Work instruction » Print each entry precisely; exclude the pictures.

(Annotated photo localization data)
Start of Block
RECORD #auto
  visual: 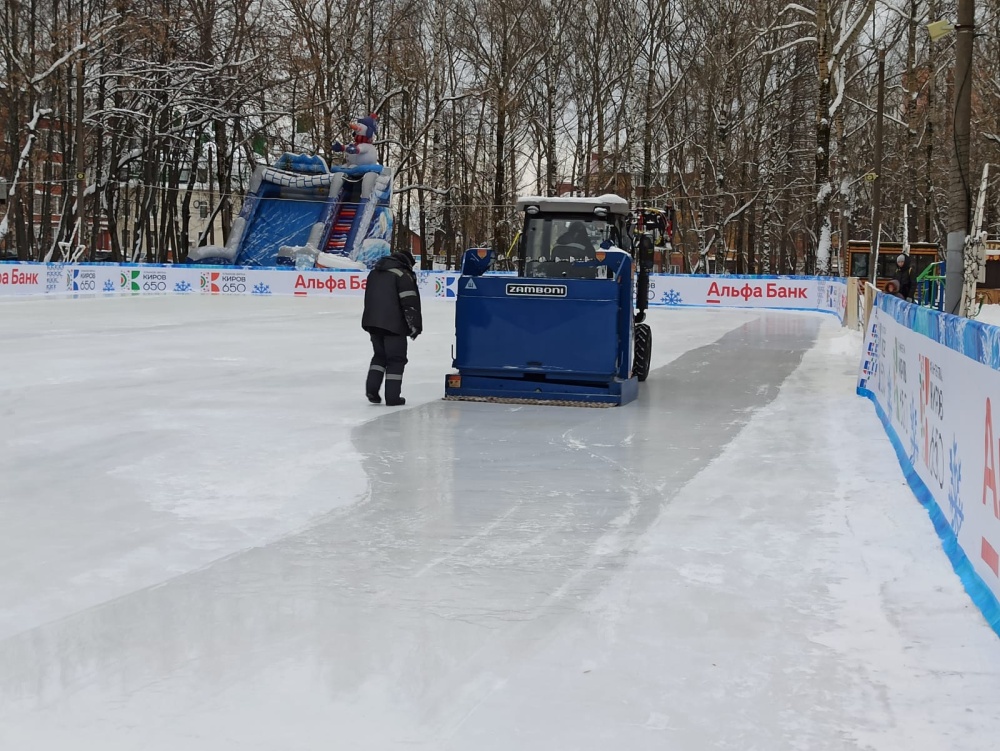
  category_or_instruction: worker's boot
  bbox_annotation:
[384,373,405,406]
[366,364,384,403]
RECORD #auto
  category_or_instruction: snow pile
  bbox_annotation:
[975,303,1000,327]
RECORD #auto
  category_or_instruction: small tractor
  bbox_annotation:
[444,194,653,407]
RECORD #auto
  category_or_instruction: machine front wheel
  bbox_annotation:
[633,323,652,382]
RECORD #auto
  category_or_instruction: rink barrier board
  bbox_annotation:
[858,292,1000,637]
[0,262,848,321]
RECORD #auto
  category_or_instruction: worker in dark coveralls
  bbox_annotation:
[893,254,916,301]
[362,250,422,406]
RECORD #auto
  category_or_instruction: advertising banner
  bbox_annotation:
[0,265,45,296]
[644,274,846,321]
[195,268,367,297]
[417,271,460,299]
[645,275,817,309]
[1,263,847,322]
[859,293,1000,635]
[818,278,849,321]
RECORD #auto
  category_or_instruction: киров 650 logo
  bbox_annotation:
[68,268,97,292]
[122,269,167,292]
[201,271,247,294]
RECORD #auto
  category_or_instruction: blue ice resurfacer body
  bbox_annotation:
[444,195,653,407]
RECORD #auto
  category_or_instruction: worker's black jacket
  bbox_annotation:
[362,253,423,336]
[895,258,916,300]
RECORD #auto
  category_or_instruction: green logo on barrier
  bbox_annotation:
[121,270,140,291]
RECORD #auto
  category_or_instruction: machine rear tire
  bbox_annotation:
[633,323,652,382]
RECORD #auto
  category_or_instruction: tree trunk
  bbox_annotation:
[213,118,233,243]
[641,34,656,205]
[493,89,507,252]
[904,0,918,245]
[944,0,974,313]
[91,61,107,260]
[836,104,848,274]
[546,67,557,196]
[813,0,831,275]
[925,0,938,242]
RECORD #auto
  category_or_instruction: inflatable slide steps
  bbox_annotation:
[326,205,357,251]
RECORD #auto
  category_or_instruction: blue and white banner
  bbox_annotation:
[859,292,1000,635]
[645,274,846,320]
[0,263,371,298]
[1,263,847,321]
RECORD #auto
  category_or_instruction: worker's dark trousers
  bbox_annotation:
[366,331,408,403]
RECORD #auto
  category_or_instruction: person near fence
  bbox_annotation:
[361,250,422,406]
[893,254,916,301]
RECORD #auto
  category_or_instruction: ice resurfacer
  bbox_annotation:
[444,195,653,407]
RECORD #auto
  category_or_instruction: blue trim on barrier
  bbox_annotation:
[4,264,848,320]
[2,261,849,283]
[857,386,1000,638]
[658,273,845,282]
[0,260,370,273]
[875,291,1000,371]
[647,302,842,316]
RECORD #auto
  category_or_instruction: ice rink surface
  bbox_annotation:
[1,295,998,749]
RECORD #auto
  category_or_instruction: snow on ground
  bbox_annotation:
[477,322,1000,750]
[976,303,1000,327]
[0,295,998,749]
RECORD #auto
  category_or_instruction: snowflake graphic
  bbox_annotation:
[102,279,115,292]
[252,283,271,295]
[174,280,192,293]
[660,289,683,305]
[948,438,964,536]
[908,403,919,465]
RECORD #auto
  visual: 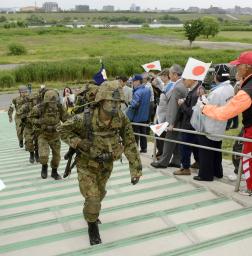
End of Block
Worked solution »
RECORD #auto
  visual: 
  category_or_instruction: worker's boot
  bbox_annotation:
[384,373,405,406]
[366,364,384,403]
RECORD #auto
  category_or_instruction: snow pile
  bbox_annotation:
[975,303,1000,327]
RECORD #auto
  category_or_instruction: small tractor
  bbox_annotation:
[444,194,653,407]
RECORD #auto
  category_or_instruction: machine front wheel
  bbox_annotation:
[633,323,652,382]
RECORD #auto
  category_or_instruction: rink barrier board
  bbox_annotation:
[858,292,1000,637]
[0,262,848,321]
RECORD #auto
  category_or_instruction: worker in dark coveralls
  bbox_annotation:
[893,254,916,301]
[362,250,422,406]
RECORD #auto
  category_or_instruction: advertising banner
  bbox_annotation:
[0,265,45,296]
[644,274,846,321]
[195,268,367,297]
[417,271,460,299]
[645,275,817,309]
[1,263,847,322]
[859,293,1000,635]
[818,278,849,321]
RECORD #auto
  category_or_instruction: киров 650 logo
  bbox_annotation:
[68,268,97,292]
[122,269,167,292]
[201,271,247,294]
RECORD #auto
  category_or_instruction: blue ice resurfacer body
  bbox_annotation:
[444,195,653,407]
RECORD #auto
  category_or_instruction: worker's black jacket
  bbox_annotation:
[362,253,423,336]
[895,258,916,300]
RECORD #auto
  category_or_instruction: green logo on barrier
  bbox_annotation:
[121,270,140,291]
RECORD #auto
  category_or_instruction: machine rear tire
  bbox_annotation:
[633,323,652,382]
RECORD #auto
  category_or_instruction: tree trunk
  bbox_annotation:
[213,118,233,243]
[641,34,656,205]
[493,89,507,252]
[904,0,918,245]
[944,0,974,313]
[91,61,107,260]
[836,104,848,274]
[546,67,557,196]
[813,0,831,275]
[925,0,938,242]
RECORD #auto
  category_or_instruction: inflatable slide steps
  bbox_annotation:
[326,205,357,251]
RECORD #auto
  category_or_instruction: blue and white banner
  bbox_annotation:
[859,292,1000,635]
[645,274,846,320]
[0,263,371,298]
[1,263,847,321]
RECORD #auto
  category_or_instruction: worker's dark trousers
  bbox_annotation:
[366,331,408,403]
RECORD #auto
  category_or_instruction: person near fence
  bbox_annotation:
[361,250,422,406]
[893,254,916,301]
RECORD #auto
  category_or_instruction: ice resurfacer
  bbox_annotation:
[444,195,653,407]
RECORD #auto
  category_or_instruction: blue trim on barrier
  bbox_annotation:
[4,264,848,320]
[2,261,849,283]
[857,386,1000,638]
[658,273,845,282]
[0,260,370,273]
[875,291,1000,371]
[647,302,842,316]
RECORD #auto
  category_or_instruction: ice rink surface
  bbox_annotation:
[1,295,998,749]
RECORD #auto
  category_or_instruction: snow on ground
  bbox_annotation:
[477,322,1000,750]
[976,303,1000,327]
[0,295,998,749]
RECORD #auto
  category_or_instruction: snowflake graphic
  bbox_annotation:
[102,279,115,292]
[252,283,271,295]
[174,280,192,293]
[660,289,683,305]
[948,438,964,536]
[908,403,919,465]
RECORD #auto
  visual: 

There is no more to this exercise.